# [THE PROBLEM]
Rewrite the lines below as a JSON list of strings, one string per line with blank lines left out, covering only the lines from the start of the records up to and including the line that contains "159L174 160L176 159L176".

Items from a data source
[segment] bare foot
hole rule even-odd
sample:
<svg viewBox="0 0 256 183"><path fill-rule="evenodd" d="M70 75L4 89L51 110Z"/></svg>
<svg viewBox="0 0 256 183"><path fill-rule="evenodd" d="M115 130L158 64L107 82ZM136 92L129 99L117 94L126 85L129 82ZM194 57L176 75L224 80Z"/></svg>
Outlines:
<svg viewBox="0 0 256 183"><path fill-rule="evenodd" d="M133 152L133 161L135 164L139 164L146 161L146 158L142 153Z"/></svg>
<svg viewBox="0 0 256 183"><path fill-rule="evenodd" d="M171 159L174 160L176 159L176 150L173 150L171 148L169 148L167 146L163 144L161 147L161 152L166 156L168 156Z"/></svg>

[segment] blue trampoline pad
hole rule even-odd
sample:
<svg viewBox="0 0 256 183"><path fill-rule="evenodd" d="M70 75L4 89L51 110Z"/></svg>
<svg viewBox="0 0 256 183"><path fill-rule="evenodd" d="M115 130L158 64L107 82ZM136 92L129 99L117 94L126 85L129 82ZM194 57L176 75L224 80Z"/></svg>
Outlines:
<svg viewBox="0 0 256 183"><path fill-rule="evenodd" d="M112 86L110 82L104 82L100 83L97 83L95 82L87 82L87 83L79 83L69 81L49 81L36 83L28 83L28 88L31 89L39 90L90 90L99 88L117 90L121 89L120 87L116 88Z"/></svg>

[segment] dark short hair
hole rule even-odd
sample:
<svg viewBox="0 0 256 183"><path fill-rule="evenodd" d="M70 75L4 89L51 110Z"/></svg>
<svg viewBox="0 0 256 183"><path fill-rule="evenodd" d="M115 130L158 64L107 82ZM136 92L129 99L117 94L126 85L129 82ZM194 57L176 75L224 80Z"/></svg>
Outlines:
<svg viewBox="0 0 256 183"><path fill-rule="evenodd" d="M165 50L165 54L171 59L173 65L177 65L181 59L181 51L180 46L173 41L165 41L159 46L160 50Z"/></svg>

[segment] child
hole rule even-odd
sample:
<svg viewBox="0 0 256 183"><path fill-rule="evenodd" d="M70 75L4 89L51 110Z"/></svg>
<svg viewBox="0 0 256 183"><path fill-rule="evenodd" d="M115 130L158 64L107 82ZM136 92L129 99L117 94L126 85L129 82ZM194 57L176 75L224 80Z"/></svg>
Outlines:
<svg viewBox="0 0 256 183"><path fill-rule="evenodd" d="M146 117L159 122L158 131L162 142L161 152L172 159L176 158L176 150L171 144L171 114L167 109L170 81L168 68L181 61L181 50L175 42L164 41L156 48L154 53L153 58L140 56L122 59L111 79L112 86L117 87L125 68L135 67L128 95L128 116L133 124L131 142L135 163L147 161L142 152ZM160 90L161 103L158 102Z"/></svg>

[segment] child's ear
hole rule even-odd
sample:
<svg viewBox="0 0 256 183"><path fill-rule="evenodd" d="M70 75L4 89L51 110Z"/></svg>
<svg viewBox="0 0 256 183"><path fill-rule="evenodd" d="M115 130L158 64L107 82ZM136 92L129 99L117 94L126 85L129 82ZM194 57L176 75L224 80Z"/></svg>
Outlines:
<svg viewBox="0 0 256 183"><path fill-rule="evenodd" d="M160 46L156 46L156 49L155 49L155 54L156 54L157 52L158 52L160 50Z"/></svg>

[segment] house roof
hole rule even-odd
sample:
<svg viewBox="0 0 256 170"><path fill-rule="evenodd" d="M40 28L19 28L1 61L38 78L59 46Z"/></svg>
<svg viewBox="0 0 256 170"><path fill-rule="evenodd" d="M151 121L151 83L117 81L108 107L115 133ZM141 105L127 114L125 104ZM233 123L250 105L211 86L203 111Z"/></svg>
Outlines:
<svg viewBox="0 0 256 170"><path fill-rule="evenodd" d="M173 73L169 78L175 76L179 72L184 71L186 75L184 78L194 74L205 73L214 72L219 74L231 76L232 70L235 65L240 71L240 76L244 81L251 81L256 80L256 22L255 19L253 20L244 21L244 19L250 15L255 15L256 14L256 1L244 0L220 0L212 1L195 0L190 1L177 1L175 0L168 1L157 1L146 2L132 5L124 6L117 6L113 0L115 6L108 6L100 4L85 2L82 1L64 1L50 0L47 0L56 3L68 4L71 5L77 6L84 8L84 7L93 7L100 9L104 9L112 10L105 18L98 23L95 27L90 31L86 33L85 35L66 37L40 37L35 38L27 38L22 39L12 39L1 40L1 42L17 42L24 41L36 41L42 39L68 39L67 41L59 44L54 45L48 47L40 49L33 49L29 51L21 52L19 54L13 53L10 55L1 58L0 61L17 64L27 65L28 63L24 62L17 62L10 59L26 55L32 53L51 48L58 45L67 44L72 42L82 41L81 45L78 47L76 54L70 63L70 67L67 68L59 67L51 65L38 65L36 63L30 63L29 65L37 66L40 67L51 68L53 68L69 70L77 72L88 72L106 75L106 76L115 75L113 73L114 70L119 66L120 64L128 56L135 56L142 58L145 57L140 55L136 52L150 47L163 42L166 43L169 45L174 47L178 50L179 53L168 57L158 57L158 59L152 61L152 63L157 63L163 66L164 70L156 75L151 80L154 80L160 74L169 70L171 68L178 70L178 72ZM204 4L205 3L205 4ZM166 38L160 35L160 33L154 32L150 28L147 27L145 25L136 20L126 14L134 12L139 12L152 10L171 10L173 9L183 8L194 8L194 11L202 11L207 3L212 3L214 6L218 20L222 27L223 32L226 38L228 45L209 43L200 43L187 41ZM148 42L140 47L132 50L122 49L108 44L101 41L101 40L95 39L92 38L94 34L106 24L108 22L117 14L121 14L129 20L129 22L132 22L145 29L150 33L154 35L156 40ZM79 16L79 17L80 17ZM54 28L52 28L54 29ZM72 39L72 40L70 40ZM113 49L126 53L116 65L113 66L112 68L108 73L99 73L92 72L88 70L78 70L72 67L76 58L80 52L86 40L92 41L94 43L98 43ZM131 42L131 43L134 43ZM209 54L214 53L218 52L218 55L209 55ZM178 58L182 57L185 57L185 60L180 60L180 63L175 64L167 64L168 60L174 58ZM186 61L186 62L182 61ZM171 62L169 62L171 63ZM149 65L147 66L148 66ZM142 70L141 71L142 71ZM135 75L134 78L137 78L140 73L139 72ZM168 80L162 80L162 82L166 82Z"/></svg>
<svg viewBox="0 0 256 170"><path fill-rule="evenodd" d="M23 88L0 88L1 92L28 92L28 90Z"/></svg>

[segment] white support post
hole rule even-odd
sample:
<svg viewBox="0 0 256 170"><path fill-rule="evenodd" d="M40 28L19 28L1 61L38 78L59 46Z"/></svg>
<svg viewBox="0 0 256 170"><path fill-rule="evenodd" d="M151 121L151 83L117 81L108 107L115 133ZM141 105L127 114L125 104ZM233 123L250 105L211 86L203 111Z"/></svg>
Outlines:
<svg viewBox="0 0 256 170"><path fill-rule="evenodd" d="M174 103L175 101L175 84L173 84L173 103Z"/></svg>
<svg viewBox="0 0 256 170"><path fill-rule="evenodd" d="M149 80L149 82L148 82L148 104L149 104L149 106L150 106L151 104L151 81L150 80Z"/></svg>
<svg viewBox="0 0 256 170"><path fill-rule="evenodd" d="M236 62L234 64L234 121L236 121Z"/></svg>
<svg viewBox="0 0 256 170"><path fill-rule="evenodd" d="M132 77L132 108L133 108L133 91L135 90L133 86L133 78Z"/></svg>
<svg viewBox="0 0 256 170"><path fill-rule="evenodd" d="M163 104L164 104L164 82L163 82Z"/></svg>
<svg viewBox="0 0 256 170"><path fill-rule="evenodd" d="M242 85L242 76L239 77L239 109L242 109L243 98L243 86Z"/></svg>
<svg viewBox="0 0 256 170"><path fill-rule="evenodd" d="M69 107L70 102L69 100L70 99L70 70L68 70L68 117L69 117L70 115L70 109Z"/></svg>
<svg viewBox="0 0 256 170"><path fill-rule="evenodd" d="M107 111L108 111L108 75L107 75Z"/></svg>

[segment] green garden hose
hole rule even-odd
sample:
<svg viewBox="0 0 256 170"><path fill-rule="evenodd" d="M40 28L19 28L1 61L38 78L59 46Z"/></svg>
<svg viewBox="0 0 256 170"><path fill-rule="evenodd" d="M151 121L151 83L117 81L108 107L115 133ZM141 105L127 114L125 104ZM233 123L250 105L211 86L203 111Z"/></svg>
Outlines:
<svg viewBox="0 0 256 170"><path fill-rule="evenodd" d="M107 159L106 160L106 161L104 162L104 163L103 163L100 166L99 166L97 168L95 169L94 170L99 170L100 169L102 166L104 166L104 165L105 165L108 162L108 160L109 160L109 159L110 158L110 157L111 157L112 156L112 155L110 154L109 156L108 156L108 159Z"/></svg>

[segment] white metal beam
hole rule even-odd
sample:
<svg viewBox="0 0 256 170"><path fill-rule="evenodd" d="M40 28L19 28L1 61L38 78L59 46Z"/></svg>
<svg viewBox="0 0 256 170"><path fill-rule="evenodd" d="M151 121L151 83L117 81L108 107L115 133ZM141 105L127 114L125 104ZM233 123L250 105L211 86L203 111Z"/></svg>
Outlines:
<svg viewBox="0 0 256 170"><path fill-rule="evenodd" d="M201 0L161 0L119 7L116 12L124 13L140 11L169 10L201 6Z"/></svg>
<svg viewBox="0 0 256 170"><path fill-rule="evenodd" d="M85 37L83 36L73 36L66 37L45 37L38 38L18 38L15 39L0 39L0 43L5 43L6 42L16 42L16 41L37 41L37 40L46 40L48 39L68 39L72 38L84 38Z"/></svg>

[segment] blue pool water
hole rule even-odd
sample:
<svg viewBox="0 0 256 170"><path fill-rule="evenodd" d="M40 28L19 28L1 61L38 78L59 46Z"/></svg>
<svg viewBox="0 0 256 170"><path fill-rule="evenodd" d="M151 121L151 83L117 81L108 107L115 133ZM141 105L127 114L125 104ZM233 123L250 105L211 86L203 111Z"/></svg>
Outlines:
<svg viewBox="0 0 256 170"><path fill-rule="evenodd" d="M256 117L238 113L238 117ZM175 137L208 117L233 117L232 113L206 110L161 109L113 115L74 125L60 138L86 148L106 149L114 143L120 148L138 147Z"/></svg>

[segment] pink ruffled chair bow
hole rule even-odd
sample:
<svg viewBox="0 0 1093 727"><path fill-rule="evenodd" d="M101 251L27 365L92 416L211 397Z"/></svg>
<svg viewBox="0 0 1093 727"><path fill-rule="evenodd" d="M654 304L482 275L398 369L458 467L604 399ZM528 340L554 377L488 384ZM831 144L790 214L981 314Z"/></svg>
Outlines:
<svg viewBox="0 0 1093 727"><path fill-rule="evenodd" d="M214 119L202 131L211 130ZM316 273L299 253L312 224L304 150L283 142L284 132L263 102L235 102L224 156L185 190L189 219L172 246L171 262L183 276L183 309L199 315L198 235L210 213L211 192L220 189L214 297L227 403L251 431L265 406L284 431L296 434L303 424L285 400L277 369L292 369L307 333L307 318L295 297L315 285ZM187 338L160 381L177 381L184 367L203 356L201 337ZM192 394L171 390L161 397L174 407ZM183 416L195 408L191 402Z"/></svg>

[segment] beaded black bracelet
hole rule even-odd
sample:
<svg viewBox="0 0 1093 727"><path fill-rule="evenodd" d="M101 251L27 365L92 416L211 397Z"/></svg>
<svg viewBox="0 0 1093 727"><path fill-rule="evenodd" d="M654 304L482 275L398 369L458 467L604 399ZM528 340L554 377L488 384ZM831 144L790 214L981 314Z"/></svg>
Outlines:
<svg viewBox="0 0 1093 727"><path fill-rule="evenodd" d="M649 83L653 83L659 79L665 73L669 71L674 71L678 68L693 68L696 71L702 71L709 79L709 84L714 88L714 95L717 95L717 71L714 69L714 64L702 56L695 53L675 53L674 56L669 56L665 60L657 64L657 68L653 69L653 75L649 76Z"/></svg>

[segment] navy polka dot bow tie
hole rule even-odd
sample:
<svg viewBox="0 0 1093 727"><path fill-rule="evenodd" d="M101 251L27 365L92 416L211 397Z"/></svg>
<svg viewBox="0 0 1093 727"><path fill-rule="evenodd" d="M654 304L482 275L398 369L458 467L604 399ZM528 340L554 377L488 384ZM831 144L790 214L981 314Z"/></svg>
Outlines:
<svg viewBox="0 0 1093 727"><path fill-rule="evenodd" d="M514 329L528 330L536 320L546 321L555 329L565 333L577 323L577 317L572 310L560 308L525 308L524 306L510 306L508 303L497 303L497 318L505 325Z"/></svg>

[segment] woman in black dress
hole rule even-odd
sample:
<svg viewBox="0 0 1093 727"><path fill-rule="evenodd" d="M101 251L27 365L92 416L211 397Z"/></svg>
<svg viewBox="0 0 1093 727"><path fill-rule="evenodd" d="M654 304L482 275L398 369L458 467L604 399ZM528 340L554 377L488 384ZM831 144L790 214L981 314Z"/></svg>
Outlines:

# [TASK ANSWER]
[
  "[segment] bare foot",
  "hole rule even-odd",
  "sample:",
  "<svg viewBox=\"0 0 256 183\"><path fill-rule=\"evenodd\" d=\"M70 75L4 89L51 110Z\"/></svg>",
  "<svg viewBox=\"0 0 256 183\"><path fill-rule=\"evenodd\" d=\"M115 130L158 64L107 82ZM136 92L129 99L117 94L126 85L129 82ZM194 57L176 75L224 80Z\"/></svg>",
  "Outlines:",
  "<svg viewBox=\"0 0 256 183\"><path fill-rule=\"evenodd\" d=\"M133 152L133 161L135 164L139 164L146 161L146 158L142 153Z\"/></svg>",
  "<svg viewBox=\"0 0 256 183\"><path fill-rule=\"evenodd\" d=\"M171 159L174 160L176 159L176 150L173 150L171 148L169 148L167 146L163 144L161 147L161 152L166 156L168 156Z\"/></svg>"
]